# [Short task]
Copy the entries below, starting at the line that contains "In this exercise you will tag the market" and ending with the last line of the entries, both ends included. Keep every request line unchanged, and multiply each point coordinate in the answers by 1.75, rounding to the nearest whole number with halves rounded up.
━━━━━━━━━━
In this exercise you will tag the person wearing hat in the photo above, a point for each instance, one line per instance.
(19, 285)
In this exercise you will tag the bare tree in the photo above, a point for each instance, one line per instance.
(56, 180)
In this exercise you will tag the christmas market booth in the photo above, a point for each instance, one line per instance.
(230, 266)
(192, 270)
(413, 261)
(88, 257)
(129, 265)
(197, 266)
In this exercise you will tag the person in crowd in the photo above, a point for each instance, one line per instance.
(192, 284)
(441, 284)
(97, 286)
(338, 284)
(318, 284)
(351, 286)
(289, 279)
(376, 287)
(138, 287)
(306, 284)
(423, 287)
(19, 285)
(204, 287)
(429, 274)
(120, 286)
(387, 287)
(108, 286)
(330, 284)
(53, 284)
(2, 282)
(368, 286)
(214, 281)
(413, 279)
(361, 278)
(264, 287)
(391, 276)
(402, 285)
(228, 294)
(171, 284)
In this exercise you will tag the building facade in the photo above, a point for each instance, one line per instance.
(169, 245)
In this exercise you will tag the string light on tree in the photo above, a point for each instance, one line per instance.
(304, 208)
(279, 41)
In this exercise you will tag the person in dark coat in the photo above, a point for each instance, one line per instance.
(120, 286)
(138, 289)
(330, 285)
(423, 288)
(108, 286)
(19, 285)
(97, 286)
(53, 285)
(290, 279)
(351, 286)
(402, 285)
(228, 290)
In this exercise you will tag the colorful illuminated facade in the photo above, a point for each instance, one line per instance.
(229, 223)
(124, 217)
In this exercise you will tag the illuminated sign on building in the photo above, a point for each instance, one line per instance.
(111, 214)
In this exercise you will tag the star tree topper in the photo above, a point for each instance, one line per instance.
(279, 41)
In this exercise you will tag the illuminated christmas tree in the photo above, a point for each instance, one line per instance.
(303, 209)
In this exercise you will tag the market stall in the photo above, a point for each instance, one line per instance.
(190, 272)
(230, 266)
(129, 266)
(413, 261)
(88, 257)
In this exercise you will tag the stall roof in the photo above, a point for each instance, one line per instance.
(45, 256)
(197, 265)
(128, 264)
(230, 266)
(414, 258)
━━━━━━━━━━
# [Task answer]
In this exercise you will tag the market stall in the photo above, a point for each instance, one line per instance.
(333, 476)
(403, 466)
(226, 466)
(723, 457)
(154, 450)
In this exercise you will tag the stall roof in the photo above, a point for each instance, one line per instance.
(79, 448)
(345, 464)
(224, 462)
(403, 466)
(725, 452)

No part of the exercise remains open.